### ОТРЫВОК
□ □ □ □
Морщинистое лицо старика освещает улыбка.
– Муй бьен, муй бьен! Очень хорошо, очень хорошо! – дружески пожимая нам руки, говорит Фернандо.
Он приглашает выпить традиционную чашечку кубинского кофе, рассказывает о своей жизни. Старик, несмотря на свой возраст, трудится в угольном кооперативе. «Фидель сказал не оставлять своих рабочих мест. Труд каждого кубинца нужен революции». При этих словах Альваро Фернандо поднимает в жилистой руке мачете – нож для рубки тростника, с которым он шел на работу. И этот жест дополняет словами:
– Куба – непобедима! У нее надежные и сильные друзья. Спасибо вам! – и опять крепко жмет наши руки.
Да, Куба – непобедима! Ее мужество – неиссякаемо, ее люди, познавшие счастье свободной жизни, готовы сражаться до победы за дело революции.
Конференция
Российская делегация задает тон
Первая сессия международной конференции в Гаване, проходившая в первой половине дня 11 октября 2002 года, вылилась в диалог кубинских и американских ученых и ветеранов-политиков. Российская сторона практически была лишь гостем. Отчасти это объяснялось тем, что утренняя сессия конференции была посвящена обсуждению американо-кубинских отношений и подрывной политики США в отношении революционной Кубы. Главные докладчики с обеих сторон были высокопоставленными политическими и военными деятелями, стоявшими у истоков кризисных явлений начала 60-х годов.
И все же завершить обсуждение проблемы причин и источников Карибского кризиса без учета мнения российской делегации было бы неправильно. Финальным аккордом первой сессии стали выступления двух членов российской делегации – Н. С. Леонова и Г. М. Корниенко.
Николай Сергеевич Леонов, доктор исторических наук, профессор МГИМО, один из ведущих российских специалистов по странам Латинской Америки и личный друг Фиделя Кастро – уникальная фигура нашей эпохи. Талантливейший ученый и публицист, автор многих книг, опытнейший дипломат и разведчик. Забегая вперед, хотел бы отметить, что в 2003 году он был избран депутатом Государственной думы Российской Федерации. Но тогда, на конференции в Гаване в октябре 2002 года, именно он первым выступил от лица российских участников.
Выступление Н. С. Леонова, 11 октября 2002 года
Уважаемый товарищ президент, уважаемые гости и участники дискуссии!
Мы сегодня много говорили о политических последствиях, обо всех специальных операциях, которые готовили ЦРУ и другие государственные органы США. Но мы отвлеклись от важнейшего вопроса – что же лежало в основе той враждебности в отношениях между США и Кубой, которая длилась практически с момента победы Кубинской революции. Мы долго анализировали этот вопрос и пришли к одному выводу, что октябрьский кризис был своеобразным Эверестом конфликта, но ведь политика США остается последовательной и постоянной вот уже более сорока лет. Меняются формы, в которые облачается борьба против Кубы, но она не прекращается. Мы всегда придерживались мнения, что политика есть концентрированное выражение экономики.
□ □ □ □
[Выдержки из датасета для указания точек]
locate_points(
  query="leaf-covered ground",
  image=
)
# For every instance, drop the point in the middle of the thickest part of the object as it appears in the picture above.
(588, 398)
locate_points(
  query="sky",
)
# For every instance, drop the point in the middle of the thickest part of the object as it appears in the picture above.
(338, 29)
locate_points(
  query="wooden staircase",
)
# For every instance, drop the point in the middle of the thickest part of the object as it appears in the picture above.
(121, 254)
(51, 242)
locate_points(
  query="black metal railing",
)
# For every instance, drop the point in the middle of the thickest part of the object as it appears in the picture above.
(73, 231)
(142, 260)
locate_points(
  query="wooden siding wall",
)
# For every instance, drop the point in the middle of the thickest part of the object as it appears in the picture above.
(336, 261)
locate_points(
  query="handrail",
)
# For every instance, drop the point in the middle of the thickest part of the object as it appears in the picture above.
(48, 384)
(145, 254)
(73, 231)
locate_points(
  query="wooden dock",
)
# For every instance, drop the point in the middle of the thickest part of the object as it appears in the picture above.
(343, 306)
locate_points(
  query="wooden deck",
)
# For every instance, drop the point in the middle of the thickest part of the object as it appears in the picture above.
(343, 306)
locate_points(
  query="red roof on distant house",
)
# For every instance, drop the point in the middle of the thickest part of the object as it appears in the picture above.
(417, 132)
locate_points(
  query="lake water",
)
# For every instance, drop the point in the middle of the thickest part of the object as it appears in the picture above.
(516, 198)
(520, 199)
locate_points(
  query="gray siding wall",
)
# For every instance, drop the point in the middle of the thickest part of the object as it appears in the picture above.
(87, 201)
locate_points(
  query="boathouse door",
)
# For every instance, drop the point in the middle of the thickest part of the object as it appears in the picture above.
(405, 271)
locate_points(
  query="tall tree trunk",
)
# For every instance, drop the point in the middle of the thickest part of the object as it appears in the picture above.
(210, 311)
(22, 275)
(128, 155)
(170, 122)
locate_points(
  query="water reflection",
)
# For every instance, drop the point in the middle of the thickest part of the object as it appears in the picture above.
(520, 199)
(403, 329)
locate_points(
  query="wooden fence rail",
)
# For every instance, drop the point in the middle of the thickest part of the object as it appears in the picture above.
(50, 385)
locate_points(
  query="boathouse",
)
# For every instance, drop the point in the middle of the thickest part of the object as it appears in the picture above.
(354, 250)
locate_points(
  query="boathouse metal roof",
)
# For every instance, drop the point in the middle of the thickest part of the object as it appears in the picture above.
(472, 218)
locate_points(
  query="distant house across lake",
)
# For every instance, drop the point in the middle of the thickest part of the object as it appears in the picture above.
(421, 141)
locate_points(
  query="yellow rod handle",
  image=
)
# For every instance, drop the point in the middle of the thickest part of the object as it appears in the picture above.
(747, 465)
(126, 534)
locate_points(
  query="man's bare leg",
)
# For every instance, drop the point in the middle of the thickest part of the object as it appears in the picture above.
□ □ □ □
### ЗАДАНИЯ
1 – Перечислите всех людей, которых отрывок называет по имени или фамилии.
2 – Перепишите из отрывка без изменений фрагмент от слов «Морщинистое лицо старика» до слов «жмет наши руки.» включительно.
Для работы записи не понадобятся.

### ОТВЕТЫ
1 – Альваро Фернандо, Фидель Кастро, Николай Сергеевич Леонов (Н. С. Леонов), Г. М. Корниенко.

2 –
Морщинистое лицо старика освещает улыбка.
– Муй бьен, муй бьен! Очень хорошо, очень хорошо! – дружески пожимая нам руки, говорит Фернандо.
Он приглашает выпить традиционную чашечку кубинского кофе, рассказывает о своей жизни. Старик, несмотря на свой возраст, трудится в угольном кооперативе. «Фидель сказал не оставлять своих рабочих мест. Труд каждого кубинца нужен революции». При этих словах Альваро Фернандо поднимает в жилистой руке мачете – нож для рубки тростника, с которым он шел на работу. И этот жест дополняет словами:
– Куба – непобедима! У нее надежные и сильные друзья. Спасибо вам! – и опять крепко жмет наши руки.